- _Work task_: Please print the data again exactly as given.

- _Record excerpts_:

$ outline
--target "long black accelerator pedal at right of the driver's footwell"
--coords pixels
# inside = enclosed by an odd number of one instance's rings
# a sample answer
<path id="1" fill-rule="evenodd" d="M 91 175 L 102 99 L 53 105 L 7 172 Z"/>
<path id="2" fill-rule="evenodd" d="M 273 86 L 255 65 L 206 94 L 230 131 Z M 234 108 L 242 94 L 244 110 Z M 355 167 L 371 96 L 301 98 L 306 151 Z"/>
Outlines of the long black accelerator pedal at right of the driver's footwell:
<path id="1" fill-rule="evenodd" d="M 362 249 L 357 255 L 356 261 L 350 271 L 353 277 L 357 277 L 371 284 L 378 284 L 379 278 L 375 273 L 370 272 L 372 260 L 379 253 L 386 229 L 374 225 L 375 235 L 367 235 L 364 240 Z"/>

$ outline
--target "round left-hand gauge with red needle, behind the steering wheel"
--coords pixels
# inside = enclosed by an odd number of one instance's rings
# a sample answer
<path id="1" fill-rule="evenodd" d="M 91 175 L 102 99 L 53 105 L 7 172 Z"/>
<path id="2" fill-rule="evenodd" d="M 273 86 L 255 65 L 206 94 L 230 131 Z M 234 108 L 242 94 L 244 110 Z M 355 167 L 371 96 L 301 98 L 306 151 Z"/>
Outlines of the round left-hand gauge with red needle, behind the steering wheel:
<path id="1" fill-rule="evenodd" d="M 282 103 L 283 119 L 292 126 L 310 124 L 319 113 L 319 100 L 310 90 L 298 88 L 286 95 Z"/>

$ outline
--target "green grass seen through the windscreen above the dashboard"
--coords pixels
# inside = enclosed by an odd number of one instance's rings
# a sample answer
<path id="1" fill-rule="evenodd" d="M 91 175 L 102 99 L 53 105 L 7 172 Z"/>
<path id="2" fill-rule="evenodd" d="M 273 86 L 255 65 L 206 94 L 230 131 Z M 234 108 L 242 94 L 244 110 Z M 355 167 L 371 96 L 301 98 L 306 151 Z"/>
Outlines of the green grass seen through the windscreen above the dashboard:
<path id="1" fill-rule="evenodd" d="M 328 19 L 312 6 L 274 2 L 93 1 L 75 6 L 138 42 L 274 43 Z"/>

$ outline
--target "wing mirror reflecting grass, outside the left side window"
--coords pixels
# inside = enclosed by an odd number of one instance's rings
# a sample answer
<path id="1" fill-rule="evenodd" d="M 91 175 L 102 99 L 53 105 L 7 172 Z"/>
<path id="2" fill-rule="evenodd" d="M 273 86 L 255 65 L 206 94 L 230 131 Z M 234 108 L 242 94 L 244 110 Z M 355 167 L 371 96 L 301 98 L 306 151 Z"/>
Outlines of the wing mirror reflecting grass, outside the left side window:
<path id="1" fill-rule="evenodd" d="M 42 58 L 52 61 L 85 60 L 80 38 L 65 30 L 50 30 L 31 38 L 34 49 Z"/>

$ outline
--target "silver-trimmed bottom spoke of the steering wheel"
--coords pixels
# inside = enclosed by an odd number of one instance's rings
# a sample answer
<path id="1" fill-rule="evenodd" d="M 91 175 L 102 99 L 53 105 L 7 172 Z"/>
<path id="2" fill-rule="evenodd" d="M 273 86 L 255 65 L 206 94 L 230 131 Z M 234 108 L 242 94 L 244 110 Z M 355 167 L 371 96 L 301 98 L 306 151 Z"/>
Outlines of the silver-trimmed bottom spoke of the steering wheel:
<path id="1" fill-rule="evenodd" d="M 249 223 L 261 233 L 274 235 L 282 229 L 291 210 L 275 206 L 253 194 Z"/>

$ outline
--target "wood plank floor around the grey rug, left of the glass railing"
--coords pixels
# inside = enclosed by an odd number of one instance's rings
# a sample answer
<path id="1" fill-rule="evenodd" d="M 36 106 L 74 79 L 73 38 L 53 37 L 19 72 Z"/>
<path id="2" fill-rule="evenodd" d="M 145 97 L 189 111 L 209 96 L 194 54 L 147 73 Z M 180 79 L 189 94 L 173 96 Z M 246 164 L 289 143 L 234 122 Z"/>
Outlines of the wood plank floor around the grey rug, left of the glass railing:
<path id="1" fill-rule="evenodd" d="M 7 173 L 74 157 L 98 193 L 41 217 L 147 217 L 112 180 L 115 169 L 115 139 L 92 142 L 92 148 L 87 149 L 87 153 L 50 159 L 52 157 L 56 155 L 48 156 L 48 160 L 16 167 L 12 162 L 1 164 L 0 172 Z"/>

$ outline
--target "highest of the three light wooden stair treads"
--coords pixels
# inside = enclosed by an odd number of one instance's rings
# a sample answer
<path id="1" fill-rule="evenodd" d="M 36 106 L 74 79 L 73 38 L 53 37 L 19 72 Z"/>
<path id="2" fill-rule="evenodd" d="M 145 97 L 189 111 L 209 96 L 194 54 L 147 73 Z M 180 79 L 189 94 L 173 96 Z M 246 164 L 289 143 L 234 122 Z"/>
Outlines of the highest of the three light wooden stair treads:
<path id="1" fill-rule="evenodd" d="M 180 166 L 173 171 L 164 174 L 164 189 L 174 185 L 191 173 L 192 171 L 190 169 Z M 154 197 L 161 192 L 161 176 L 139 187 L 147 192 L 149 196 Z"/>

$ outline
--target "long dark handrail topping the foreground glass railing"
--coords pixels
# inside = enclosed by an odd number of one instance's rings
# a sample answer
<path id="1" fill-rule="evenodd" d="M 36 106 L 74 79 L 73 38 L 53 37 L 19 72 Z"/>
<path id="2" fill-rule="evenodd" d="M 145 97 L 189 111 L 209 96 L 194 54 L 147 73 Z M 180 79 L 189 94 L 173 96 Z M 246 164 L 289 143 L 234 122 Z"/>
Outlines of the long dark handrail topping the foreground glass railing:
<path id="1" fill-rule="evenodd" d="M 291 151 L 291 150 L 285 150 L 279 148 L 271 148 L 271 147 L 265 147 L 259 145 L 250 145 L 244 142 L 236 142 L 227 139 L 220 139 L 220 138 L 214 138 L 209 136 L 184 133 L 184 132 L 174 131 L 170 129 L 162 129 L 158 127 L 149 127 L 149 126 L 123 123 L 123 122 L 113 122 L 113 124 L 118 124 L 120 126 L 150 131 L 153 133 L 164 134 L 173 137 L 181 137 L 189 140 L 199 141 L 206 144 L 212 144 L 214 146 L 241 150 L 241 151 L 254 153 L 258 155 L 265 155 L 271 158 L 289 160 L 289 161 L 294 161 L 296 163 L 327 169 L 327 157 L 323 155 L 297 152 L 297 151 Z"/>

- _Response for this exercise_:
$ outline
--target "long black accelerator pedal at right of the driver's footwell"
--coords pixels
# inside = enclosed by an odd number of one instance's rings
# a sample answer
<path id="1" fill-rule="evenodd" d="M 91 175 L 102 99 L 53 105 L 7 172 Z"/>
<path id="2" fill-rule="evenodd" d="M 273 86 L 255 65 L 206 94 L 230 131 Z M 234 108 L 242 94 L 244 110 Z M 355 167 L 371 96 L 301 98 L 306 151 Z"/>
Outlines of the long black accelerator pedal at right of the driver's footwell:
<path id="1" fill-rule="evenodd" d="M 362 249 L 357 255 L 356 261 L 350 271 L 353 277 L 357 277 L 371 284 L 378 284 L 379 278 L 375 273 L 370 272 L 372 260 L 379 253 L 386 229 L 374 225 L 375 235 L 367 235 L 364 240 Z"/>

$ outline
--target "round left-hand gauge with red needle, behind the steering wheel"
--coords pixels
# inside = enclosed by an odd number of one instance's rings
# a sample answer
<path id="1" fill-rule="evenodd" d="M 91 175 L 102 99 L 53 105 L 7 172 Z"/>
<path id="2" fill-rule="evenodd" d="M 273 86 L 255 65 L 206 94 L 230 131 Z M 234 108 L 242 94 L 244 110 Z M 355 167 L 371 96 L 301 98 L 306 151 Z"/>
Outlines of the round left-hand gauge with red needle, behind the steering wheel:
<path id="1" fill-rule="evenodd" d="M 282 103 L 283 119 L 292 126 L 310 124 L 319 113 L 319 100 L 310 90 L 298 88 L 286 95 Z"/>

$ outline
--target "green grass seen through the windscreen above the dashboard"
--coords pixels
# inside = enclosed by an odd number of one instance's rings
# a sample answer
<path id="1" fill-rule="evenodd" d="M 91 175 L 102 99 L 53 105 L 7 172 Z"/>
<path id="2" fill-rule="evenodd" d="M 273 86 L 255 65 L 206 94 L 230 131 Z M 234 108 L 242 94 L 244 110 Z M 355 167 L 371 96 L 301 98 L 306 151 Z"/>
Outlines of the green grass seen through the windscreen above the dashboard:
<path id="1" fill-rule="evenodd" d="M 328 19 L 312 6 L 274 2 L 93 1 L 75 6 L 138 42 L 274 43 Z"/>

$ outline
--target "wing mirror reflecting grass, outside the left side window"
--coords pixels
# inside = enclosed by an odd number of one instance's rings
# a sample answer
<path id="1" fill-rule="evenodd" d="M 91 175 L 102 99 L 53 105 L 7 172 Z"/>
<path id="2" fill-rule="evenodd" d="M 273 86 L 255 65 L 206 94 L 230 131 Z M 234 108 L 242 94 L 244 110 Z M 355 167 L 371 96 L 301 98 L 306 151 Z"/>
Outlines of the wing mirror reflecting grass, outside the left side window:
<path id="1" fill-rule="evenodd" d="M 42 58 L 52 61 L 85 60 L 80 38 L 65 30 L 50 30 L 31 38 L 34 49 Z"/>

$ outline
--target "silver-trimmed bottom spoke of the steering wheel"
--coords pixels
# inside = enclosed by an odd number of one instance's rings
# a sample answer
<path id="1" fill-rule="evenodd" d="M 91 175 L 102 99 L 53 105 L 7 172 Z"/>
<path id="2" fill-rule="evenodd" d="M 273 86 L 255 65 L 206 94 L 230 131 Z M 234 108 L 242 94 L 244 110 Z M 355 167 L 371 96 L 301 98 L 306 151 Z"/>
Outlines of the silver-trimmed bottom spoke of the steering wheel:
<path id="1" fill-rule="evenodd" d="M 249 223 L 261 233 L 274 235 L 282 229 L 291 210 L 275 206 L 253 194 Z"/>

$ outline
--target "wood plank floor around the grey rug, left of the glass railing"
--coords pixels
# inside = enclosed by an odd number of one instance's rings
# a sample answer
<path id="1" fill-rule="evenodd" d="M 36 106 L 74 79 L 73 38 L 53 37 L 19 72 Z"/>
<path id="2" fill-rule="evenodd" d="M 145 97 L 189 111 L 209 96 L 194 54 L 147 73 Z M 180 79 L 189 94 L 173 96 Z M 246 164 L 289 143 L 234 122 Z"/>
Outlines of the wood plank floor around the grey rug, left of the glass railing:
<path id="1" fill-rule="evenodd" d="M 7 173 L 74 157 L 98 193 L 41 217 L 147 217 L 112 180 L 115 169 L 115 139 L 92 142 L 92 148 L 87 149 L 87 153 L 50 159 L 52 157 L 56 155 L 48 156 L 48 160 L 16 167 L 12 162 L 1 164 L 0 172 Z"/>

$ outline
--target "highest of the three light wooden stair treads"
--coords pixels
# inside = enclosed by an odd number of one instance's rings
# a sample answer
<path id="1" fill-rule="evenodd" d="M 36 106 L 74 79 L 73 38 L 53 37 L 19 72 Z"/>
<path id="2" fill-rule="evenodd" d="M 145 97 L 189 111 L 209 96 L 194 54 L 147 73 Z M 180 79 L 189 94 L 173 96 Z M 246 164 L 289 143 L 234 122 Z"/>
Outlines of the highest of the three light wooden stair treads:
<path id="1" fill-rule="evenodd" d="M 180 166 L 173 171 L 164 174 L 164 189 L 174 185 L 191 173 L 192 171 L 190 169 Z M 154 197 L 161 192 L 161 176 L 139 187 L 147 192 L 149 196 Z"/>

$ outline
--target "long dark handrail topping the foreground glass railing"
--coords pixels
# inside = enclosed by an odd number of one instance's rings
# a sample answer
<path id="1" fill-rule="evenodd" d="M 36 106 L 74 79 L 73 38 L 53 37 L 19 72 Z"/>
<path id="2" fill-rule="evenodd" d="M 145 97 L 189 111 L 209 96 L 194 54 L 147 73 Z M 180 79 L 189 94 L 173 96 Z M 246 164 L 289 143 L 234 122 Z"/>
Outlines of the long dark handrail topping the foreground glass railing:
<path id="1" fill-rule="evenodd" d="M 291 151 L 291 150 L 285 150 L 279 148 L 271 148 L 271 147 L 265 147 L 259 145 L 250 145 L 244 142 L 236 142 L 227 139 L 220 139 L 220 138 L 214 138 L 209 136 L 184 133 L 184 132 L 174 131 L 170 129 L 162 129 L 158 127 L 149 127 L 149 126 L 123 123 L 123 122 L 113 122 L 113 124 L 118 124 L 120 126 L 150 131 L 153 133 L 164 134 L 173 137 L 181 137 L 189 140 L 199 141 L 206 144 L 212 144 L 214 146 L 241 150 L 241 151 L 254 153 L 258 155 L 265 155 L 271 158 L 289 160 L 289 161 L 294 161 L 296 163 L 327 169 L 327 157 L 323 155 L 297 152 L 297 151 Z"/>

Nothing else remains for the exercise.